Bowel cancer screening involves having tests to check if you have or are at risk of bowel cancer.
Why it's offered
Bowel cancer is a common type of cancer in both men and women. About 1 in 20 people will get it during their lifetime.
Screening can help detect bowel cancer at an early stage, when it's easier to treat. It can also be used to help check for and remove small growths in the bowel called polyps, which can turn into cancer over time.
Types of screening test
There are 2 types of test used in NHS bowel cancer screening:
- bowel scope screening – a test where a thin, flexible tube with a camera at the end is used to look for and remove any polyps inside your bowel
- home testing kit (the FIT or FOB test) – a kit you use to collect small samples of your poo and post them to a laboratory so they can be checked for tiny amounts of blood (which could be caused by cancer)
If these tests find anything unusual, you might be asked to have further tests to confirm or rule out cancer.
When it's offered
NHS bowel cancer screening is only offered to people aged 56 or over (please note this age cut off is to be lowered slowly to 50 by 2024/5), as this is when you're more likely to get bowel cancer:
- if you're 55, you'll no longer be invited for a one-off bowel scope screening test
- Instead by 2024/5 all those over the age of 50 will be invited to complete the stool screening test
- This is being done in a staged fashion. See the table below. They will initially drop to 56 to capture those that would of previously got the bowel scope screening test at 55. For example: a centre starts the new age extension (56-year olds) on 1 June 2021. They will invite anyone who turns 56 from that date onwards. Anyone who was aged 56 before 1/6/21 will be invited when they are eldible as part of the next age cohort (at age 58)
|Cohort age at first invitation
|Year invitations start
|50 & 52
- if you eligble, you'll automatically be invited to do a home testing kit every 2 years. They will send you a letter & leaflet to your home address. Please ensure your address is correct.
- if you're 75 or over, you can ask for a home testing kit every 2 years by calling the free bowel cancer screening helpline on 0800 707 60 60
If you're too young for screening but are worried about a family history of bowel cancer, speak to a GP for advice.
Always see a GP if you have symptoms of bowel cancer at any age – do not wait to have a screening test.
Risks of screening
No screening test is 100% reliable. There's a chance a cancer could be missed, meaning you might be falsely reassured.
There's also a small risk that the bowel scope screening test and some of the tests you might have if screening finds something unusual could damage your bowel, but this is rare.
There are no risks to your health from the home testing kit.

== DATA SECTION ==
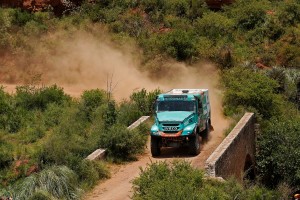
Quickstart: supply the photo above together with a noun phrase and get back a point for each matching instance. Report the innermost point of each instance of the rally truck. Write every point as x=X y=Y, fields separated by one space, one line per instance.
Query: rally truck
x=181 y=117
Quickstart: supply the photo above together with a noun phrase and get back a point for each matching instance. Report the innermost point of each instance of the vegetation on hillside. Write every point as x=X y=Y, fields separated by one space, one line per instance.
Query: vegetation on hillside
x=46 y=135
x=255 y=44
x=180 y=180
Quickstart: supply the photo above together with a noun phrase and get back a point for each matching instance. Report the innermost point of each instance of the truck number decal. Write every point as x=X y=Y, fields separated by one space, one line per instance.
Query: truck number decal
x=171 y=128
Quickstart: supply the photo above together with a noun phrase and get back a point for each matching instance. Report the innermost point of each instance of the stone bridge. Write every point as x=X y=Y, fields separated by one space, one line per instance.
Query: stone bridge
x=235 y=156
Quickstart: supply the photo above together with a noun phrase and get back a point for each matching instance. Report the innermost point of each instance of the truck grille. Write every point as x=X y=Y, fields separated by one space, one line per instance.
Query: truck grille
x=170 y=124
x=170 y=132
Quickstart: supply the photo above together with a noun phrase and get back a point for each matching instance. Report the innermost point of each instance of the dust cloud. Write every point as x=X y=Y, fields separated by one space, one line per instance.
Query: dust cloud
x=84 y=61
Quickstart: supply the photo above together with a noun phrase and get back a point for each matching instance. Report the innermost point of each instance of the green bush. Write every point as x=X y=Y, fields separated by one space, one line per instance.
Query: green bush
x=179 y=44
x=249 y=14
x=278 y=152
x=161 y=181
x=90 y=172
x=6 y=152
x=58 y=181
x=214 y=26
x=128 y=112
x=31 y=97
x=91 y=100
x=122 y=144
x=289 y=14
x=144 y=100
x=251 y=90
x=179 y=180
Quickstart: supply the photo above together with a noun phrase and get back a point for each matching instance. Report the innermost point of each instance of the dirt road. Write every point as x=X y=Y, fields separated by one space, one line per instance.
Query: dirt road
x=118 y=187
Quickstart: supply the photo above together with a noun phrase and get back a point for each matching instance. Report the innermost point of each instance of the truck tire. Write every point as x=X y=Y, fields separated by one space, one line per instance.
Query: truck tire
x=205 y=133
x=155 y=148
x=194 y=145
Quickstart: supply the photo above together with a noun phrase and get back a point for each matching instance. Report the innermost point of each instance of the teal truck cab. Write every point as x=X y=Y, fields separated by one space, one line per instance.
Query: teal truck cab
x=181 y=116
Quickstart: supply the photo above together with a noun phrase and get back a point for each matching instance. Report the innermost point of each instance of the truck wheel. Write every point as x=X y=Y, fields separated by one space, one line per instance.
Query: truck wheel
x=194 y=145
x=155 y=148
x=205 y=133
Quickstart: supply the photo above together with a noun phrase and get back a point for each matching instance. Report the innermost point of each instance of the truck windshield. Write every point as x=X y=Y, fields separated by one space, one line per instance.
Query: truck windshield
x=176 y=106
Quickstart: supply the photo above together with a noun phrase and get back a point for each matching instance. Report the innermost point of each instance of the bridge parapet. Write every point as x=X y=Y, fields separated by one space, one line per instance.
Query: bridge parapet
x=235 y=156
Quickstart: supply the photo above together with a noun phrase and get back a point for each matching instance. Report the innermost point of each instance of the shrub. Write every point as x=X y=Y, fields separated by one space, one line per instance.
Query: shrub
x=180 y=180
x=249 y=14
x=179 y=44
x=278 y=152
x=251 y=90
x=289 y=13
x=58 y=181
x=128 y=112
x=144 y=100
x=214 y=26
x=90 y=172
x=161 y=181
x=6 y=152
x=91 y=100
x=179 y=8
x=31 y=97
x=122 y=143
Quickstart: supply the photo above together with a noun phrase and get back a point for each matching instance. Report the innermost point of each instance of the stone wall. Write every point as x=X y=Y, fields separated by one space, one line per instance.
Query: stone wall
x=235 y=156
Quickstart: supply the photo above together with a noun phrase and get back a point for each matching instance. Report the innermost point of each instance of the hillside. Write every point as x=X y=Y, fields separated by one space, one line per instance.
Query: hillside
x=51 y=62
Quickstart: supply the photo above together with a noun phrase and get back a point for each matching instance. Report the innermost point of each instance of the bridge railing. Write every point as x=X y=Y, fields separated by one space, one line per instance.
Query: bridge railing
x=236 y=154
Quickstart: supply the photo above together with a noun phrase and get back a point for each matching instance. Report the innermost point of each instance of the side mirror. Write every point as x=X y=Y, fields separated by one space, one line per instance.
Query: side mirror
x=154 y=105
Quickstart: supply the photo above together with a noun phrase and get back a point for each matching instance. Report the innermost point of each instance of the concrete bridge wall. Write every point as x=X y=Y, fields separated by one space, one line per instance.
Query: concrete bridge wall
x=236 y=154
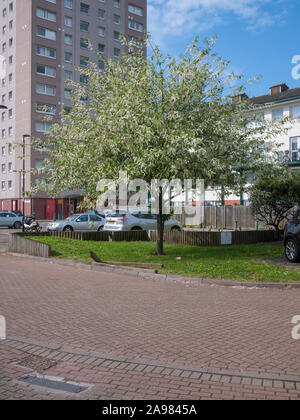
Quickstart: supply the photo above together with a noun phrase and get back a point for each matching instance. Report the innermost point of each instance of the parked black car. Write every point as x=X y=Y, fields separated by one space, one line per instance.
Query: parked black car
x=292 y=238
x=17 y=212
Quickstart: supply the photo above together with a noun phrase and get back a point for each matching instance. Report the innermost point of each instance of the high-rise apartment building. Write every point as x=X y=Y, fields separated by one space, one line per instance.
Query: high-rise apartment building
x=42 y=41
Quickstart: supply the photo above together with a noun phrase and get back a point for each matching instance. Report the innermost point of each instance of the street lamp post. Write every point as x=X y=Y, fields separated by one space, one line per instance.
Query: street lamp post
x=24 y=137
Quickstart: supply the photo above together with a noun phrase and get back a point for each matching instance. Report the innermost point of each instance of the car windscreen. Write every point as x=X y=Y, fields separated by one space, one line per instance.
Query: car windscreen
x=117 y=215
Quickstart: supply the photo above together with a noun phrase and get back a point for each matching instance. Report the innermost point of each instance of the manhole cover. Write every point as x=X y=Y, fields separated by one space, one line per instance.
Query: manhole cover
x=37 y=363
x=49 y=383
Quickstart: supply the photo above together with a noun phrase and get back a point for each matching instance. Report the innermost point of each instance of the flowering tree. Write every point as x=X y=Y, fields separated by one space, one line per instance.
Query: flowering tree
x=274 y=195
x=160 y=117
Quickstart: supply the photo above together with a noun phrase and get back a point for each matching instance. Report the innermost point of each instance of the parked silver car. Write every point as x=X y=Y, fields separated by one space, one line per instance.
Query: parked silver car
x=10 y=220
x=137 y=221
x=78 y=223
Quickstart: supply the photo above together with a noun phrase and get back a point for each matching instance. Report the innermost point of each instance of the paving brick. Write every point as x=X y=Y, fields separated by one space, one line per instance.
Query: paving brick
x=216 y=328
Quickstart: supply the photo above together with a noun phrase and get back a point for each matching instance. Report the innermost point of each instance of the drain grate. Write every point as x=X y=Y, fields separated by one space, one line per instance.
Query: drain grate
x=56 y=385
x=37 y=363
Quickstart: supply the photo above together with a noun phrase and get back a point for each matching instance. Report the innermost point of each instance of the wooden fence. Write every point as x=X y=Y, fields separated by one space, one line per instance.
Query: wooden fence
x=221 y=217
x=17 y=243
x=189 y=238
x=217 y=238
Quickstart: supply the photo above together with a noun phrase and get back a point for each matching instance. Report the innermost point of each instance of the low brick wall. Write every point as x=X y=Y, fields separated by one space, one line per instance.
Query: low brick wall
x=17 y=243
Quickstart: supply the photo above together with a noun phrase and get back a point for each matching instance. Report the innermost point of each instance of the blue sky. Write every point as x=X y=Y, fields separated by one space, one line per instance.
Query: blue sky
x=259 y=37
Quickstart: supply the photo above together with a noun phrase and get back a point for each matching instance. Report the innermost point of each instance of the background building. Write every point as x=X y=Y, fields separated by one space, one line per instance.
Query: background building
x=278 y=103
x=41 y=43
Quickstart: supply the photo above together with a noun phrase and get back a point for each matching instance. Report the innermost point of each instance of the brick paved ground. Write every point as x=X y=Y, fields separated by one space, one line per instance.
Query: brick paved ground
x=146 y=338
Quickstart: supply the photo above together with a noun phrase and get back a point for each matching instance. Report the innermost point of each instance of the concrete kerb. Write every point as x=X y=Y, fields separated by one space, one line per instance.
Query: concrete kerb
x=106 y=359
x=150 y=274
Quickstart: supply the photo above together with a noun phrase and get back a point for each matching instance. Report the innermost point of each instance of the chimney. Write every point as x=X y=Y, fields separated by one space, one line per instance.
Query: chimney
x=237 y=99
x=278 y=89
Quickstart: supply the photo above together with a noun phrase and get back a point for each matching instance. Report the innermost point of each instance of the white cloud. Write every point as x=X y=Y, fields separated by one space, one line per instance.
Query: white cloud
x=175 y=17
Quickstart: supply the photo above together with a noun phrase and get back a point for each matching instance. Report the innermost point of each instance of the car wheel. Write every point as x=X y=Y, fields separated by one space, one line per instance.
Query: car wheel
x=68 y=229
x=292 y=250
x=136 y=228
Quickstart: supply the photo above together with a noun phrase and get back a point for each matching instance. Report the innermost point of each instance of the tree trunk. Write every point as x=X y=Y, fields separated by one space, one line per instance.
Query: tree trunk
x=160 y=226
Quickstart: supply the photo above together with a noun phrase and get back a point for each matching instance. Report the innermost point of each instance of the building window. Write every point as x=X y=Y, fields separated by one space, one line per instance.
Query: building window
x=278 y=114
x=45 y=14
x=294 y=148
x=135 y=10
x=68 y=57
x=46 y=33
x=84 y=8
x=84 y=26
x=68 y=21
x=46 y=70
x=135 y=26
x=295 y=111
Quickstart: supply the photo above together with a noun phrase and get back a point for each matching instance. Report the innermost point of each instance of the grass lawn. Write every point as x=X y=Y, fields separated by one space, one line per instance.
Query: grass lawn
x=229 y=262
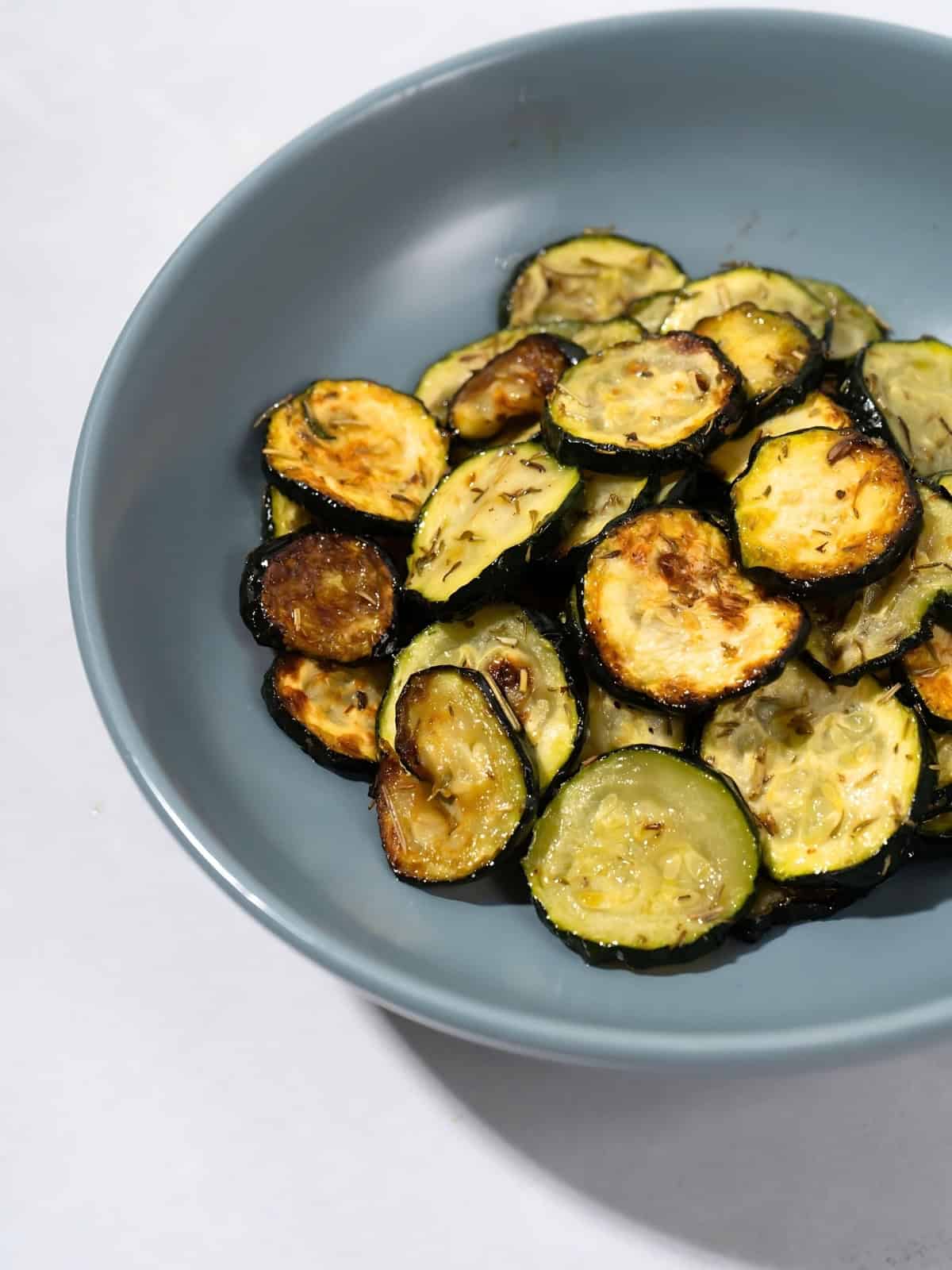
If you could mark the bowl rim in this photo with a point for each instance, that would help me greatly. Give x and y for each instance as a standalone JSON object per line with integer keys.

== PROBLEM DETAILS ==
Answer these questions from the text on bowel cancer screening:
1. According to the text, how many people will get bowel cancer during their lifetime?
2. How often are eligible people invited to do a home testing kit?
3. What risks to your health does the home testing kit carry?

== RESPONSE TO THE TASK ==
1. About 1 in 20 people.
2. Every 2 years.
3. None.